--- AIM OF THE EXERCISE ---
Quote word for word the part of the mid-trip reflection below that begins at "Besides shadowing Sixto" and stops after "dos de Mayo.".

Mid Trip Reflections! 

So I had to write a mid trip reflection for my program but I thought I would share some of it! One more month to go!

 Andrea and I jumped onto the Metropolitano, while it briefly stopped a few blocks from our Hostel in the Miraflores district of Lima, Peru. It was nearly 7:30 and we had woken up late for our first day shadowing our on site mentor, Dr. Sixto Sanchez. Crammed inside the bus, similar to the New York Subway system, we made our way from the calmer regions of Lima into El Centro where more and more people piled into the buses. Making small talk, discussing last nights futbol game, and laughing with another woman we were wedged next to, I watched the scenery change as we headed towards Hospital Dos de Mayo, located in one of the poorer regions of Lima. Saying goodbye to the woman and jumping off the bus we walked inside the gates of the old, but bustling, hospital and headed to the obstetrics ward. We had brought our computers, thinking we were going to be working on our projects in SPSS as we had done the night before. However Sixto greeted us with not only a smile but two pairs of sea-green scrubs, masks, and hairnets. Within 30 minutes of this moment, we had changed, been brought into an operating room, observed Sixto perform cesarean section on a pregnant woman, and seen a baby be pulled out under the bright OR lights, about to begin its life. It was most definitely a whirlwind of a morning.

Besides shadowing Sixto in the OR or consultation room, we have been busy working on our MIRT projects. My project focuses on the association between preterm birth and maternal depression, anxiety, and stress. We work with data from nearly 1000 Peruvian women that were enrolled in a case (preterm brith) versus control (birth ≥ 37 gestational weeks) study. We have analyzed the data and are now working on writing our papers. Additionally Andrea and I have been learning a lot from UW statistician, David Yanez and helping administer a biostatistics workshop for the Doctors at Hospital dos de Mayo.

Of course, there has been a huge cultural component of this trip. I mentioned the story above because it has parallels to my Peruvian experience thus far. I have found everything in this city is very busy, lively and colorful. Not only things like traffic and food but people are very warm, proud, and much more united as citizens than what I have seen in the US. Furthermore, its a bit of an adventure waking up every day: trying new food, pushing myself out of my comfort zone, and seeing new things. As the youngest and probably the most unexperienced of my MIRT colleagues and mentors, I think they get a kick out of my captivation for this country. Personally, its always fascinating to have certain expectations of what something is going to be like, be replaced by reality. For example though I had been told that I would see poverty and I had mentally prepared for this, what was unexpected was realizing my own ignorance of the fact that there are millions people who live their lives quite similarly to mine: families with children going to school and parents going to work in and out every day. Just because they live thousands of miles away and speak a different language does not mean that their goals, passions, and joys are different than an American’s.

I think my real understanding of public health has not been from our computer analyses (though those have produced some exciting results) but from seeing and interacting with people every day. As students, doctors, or epidemiologists, our goal is to make lives better and longer so that the small infant that we observed being born will grow and learn in a world that is healthy: living her life without impediments and illness. Who knows what that baby could do with its future! Undoubtedly, public health is exciting and a new field that I had not considered before, but am liking more every day.

I can’t express my gratitude to the MIRT program for this opportunity. Not only have I been graced with a two month trip, a place to stay, and mentors who offer to teach me as much as I can absorb, but I have been given a new sense of what it is to be part of a larger picture in this big and wonderful world. Although we may read headlines and hear stories of sorrow and danger across the world and in our hometowns, people everywhere are still caring, hospitable, and trying to make a difference.

--- EXTRACTED DATA ---
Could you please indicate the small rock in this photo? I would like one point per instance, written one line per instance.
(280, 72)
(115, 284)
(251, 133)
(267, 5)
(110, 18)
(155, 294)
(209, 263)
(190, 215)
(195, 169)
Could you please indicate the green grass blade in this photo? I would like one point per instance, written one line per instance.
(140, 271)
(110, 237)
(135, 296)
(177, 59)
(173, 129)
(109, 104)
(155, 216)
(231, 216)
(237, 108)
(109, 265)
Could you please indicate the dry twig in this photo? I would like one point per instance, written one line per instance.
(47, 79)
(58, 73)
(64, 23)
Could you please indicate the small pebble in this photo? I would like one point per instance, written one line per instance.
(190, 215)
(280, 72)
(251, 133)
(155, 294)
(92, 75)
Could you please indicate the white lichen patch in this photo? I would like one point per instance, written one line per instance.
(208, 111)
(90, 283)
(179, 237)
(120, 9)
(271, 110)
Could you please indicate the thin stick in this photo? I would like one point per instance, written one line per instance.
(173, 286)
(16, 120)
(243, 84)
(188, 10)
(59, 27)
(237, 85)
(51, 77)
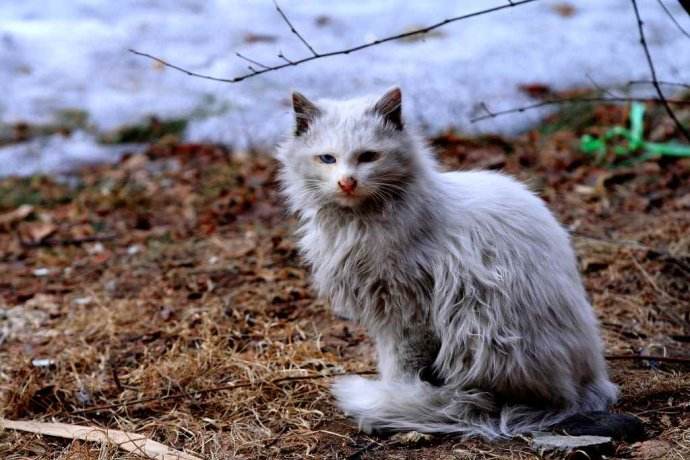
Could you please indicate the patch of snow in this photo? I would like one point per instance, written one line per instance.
(57, 56)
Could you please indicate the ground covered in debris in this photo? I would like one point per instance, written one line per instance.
(164, 296)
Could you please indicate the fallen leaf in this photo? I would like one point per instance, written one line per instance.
(35, 232)
(130, 442)
(654, 448)
(15, 215)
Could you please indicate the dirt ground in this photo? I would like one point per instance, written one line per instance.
(136, 296)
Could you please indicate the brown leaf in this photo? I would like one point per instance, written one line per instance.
(35, 232)
(15, 215)
(654, 448)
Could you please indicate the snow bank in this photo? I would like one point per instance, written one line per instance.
(57, 56)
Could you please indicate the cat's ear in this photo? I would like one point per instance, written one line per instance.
(390, 107)
(305, 112)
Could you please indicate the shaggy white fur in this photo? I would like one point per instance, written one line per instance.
(465, 280)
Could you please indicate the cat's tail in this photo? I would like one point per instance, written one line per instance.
(419, 406)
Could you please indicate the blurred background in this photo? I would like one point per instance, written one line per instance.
(73, 94)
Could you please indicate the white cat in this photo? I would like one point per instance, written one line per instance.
(466, 282)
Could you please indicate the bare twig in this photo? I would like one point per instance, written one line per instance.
(232, 386)
(287, 62)
(675, 21)
(665, 83)
(251, 61)
(652, 70)
(570, 100)
(293, 30)
(667, 359)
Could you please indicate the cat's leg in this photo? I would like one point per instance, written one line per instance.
(406, 354)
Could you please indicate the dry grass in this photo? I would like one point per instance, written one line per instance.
(201, 287)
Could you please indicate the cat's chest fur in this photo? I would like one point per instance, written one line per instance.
(362, 270)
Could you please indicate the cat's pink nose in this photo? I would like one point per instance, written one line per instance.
(348, 185)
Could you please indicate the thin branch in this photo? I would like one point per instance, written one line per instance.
(293, 30)
(665, 83)
(571, 100)
(188, 394)
(652, 70)
(344, 51)
(251, 61)
(667, 359)
(668, 13)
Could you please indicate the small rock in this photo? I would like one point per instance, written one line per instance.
(572, 446)
(651, 449)
(41, 272)
(43, 362)
(616, 426)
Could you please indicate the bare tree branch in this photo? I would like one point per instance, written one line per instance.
(665, 83)
(251, 61)
(287, 62)
(652, 70)
(293, 30)
(573, 100)
(668, 13)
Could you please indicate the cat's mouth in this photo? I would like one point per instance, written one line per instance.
(348, 199)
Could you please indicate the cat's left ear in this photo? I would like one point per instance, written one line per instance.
(305, 112)
(390, 107)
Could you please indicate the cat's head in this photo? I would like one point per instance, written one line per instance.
(348, 153)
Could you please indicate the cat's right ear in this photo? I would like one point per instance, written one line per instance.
(305, 112)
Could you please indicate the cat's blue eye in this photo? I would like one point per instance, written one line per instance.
(368, 156)
(326, 158)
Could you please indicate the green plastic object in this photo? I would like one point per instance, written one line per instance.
(634, 144)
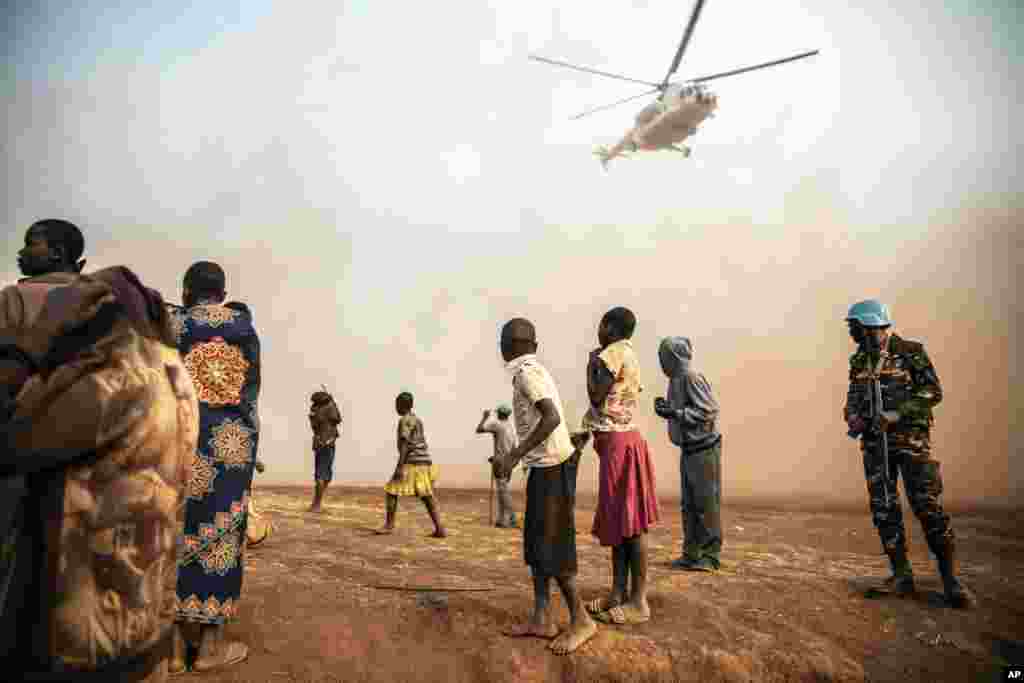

--- ANSWER SPACE ---
Besides shadowing Sixto in the OR or consultation room, we have been busy working on our MIRT projects. My project focuses on the association between preterm birth and maternal depression, anxiety, and stress. We work with data from nearly 1000 Peruvian women that were enrolled in a case (preterm brith) versus control (birth ≥ 37 gestational weeks) study. We have analyzed the data and are now working on writing our papers. Additionally Andrea and I have been learning a lot from UW statistician, David Yanez and helping administer a biostatistics workshop for the Doctors at Hospital dos de Mayo.